### Work to complete
Pictures are not part of the copy; repeat everything else in the records exactly.

### Given data
(begin)
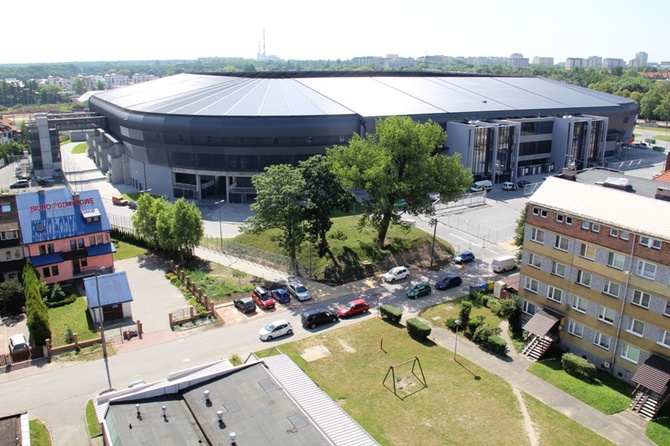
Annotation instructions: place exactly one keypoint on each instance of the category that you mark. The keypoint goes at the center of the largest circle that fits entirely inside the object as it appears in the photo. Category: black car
(312, 318)
(450, 281)
(245, 304)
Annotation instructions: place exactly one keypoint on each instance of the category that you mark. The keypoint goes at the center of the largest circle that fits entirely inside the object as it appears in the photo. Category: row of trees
(174, 228)
(398, 167)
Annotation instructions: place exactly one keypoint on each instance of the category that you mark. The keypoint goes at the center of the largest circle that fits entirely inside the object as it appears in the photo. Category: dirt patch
(313, 353)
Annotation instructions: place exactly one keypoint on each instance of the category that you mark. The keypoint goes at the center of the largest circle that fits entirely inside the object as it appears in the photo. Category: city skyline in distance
(302, 30)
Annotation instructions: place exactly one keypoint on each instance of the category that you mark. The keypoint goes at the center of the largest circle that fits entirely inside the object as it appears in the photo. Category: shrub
(497, 345)
(391, 313)
(578, 367)
(417, 329)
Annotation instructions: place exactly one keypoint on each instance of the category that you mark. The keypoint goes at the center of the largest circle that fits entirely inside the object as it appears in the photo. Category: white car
(397, 273)
(298, 290)
(275, 329)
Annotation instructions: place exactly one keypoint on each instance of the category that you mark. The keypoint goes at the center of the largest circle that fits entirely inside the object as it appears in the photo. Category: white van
(481, 186)
(504, 263)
(end)
### Reply to the exercise
Annotation instructions: place exactly one keypoint on each instance of the category that you mark. The keypoint goes at the center of the largest circle that fits entirely inside the object as it appears in the photo. Category: black car
(312, 318)
(450, 281)
(245, 304)
Annotation instructions: place exactly one keypoint on each instance of the category that you mark. The keypoint goes at the center of the largest circle that fits entirely inside the object as it appears in the photo. Category: row of trees
(174, 228)
(398, 167)
Annotation instructions: place exactly one keypoint on each instance of the category that you mark. The keypoint goes at the center of the largest circle that fits entirely inside the object as it appears in the photo. Category: dirt patch
(313, 353)
Annotation instructions: place exactly one keypoint on each instance of the category that you mark. The keypoint goes at the center of the largest circle that fits entirely inside the object as it appears in the photo. Category: city skyline in distance
(302, 30)
Annotation instructions: place exactly one keypoint on each instance of the category that you mark. The keypoint goes at the center of the largest circle that fits entirely inside the object as it appears in the photo. Category: shrub
(497, 345)
(391, 313)
(578, 367)
(417, 329)
Annotation instructions: place exactly one keypoint on each instance of the category that you mark. The keypoint goes at the center of the largest circle that fits entirely inside the object as it appears in the photo. Category: white car
(397, 273)
(298, 290)
(275, 329)
Annotation instructions: place exactly one keypoint on each instance of the category that you mark. The keypoint goes at the center of the largest circle that fits entirely inside the object as it appears in the photo. Category: white van
(481, 186)
(504, 263)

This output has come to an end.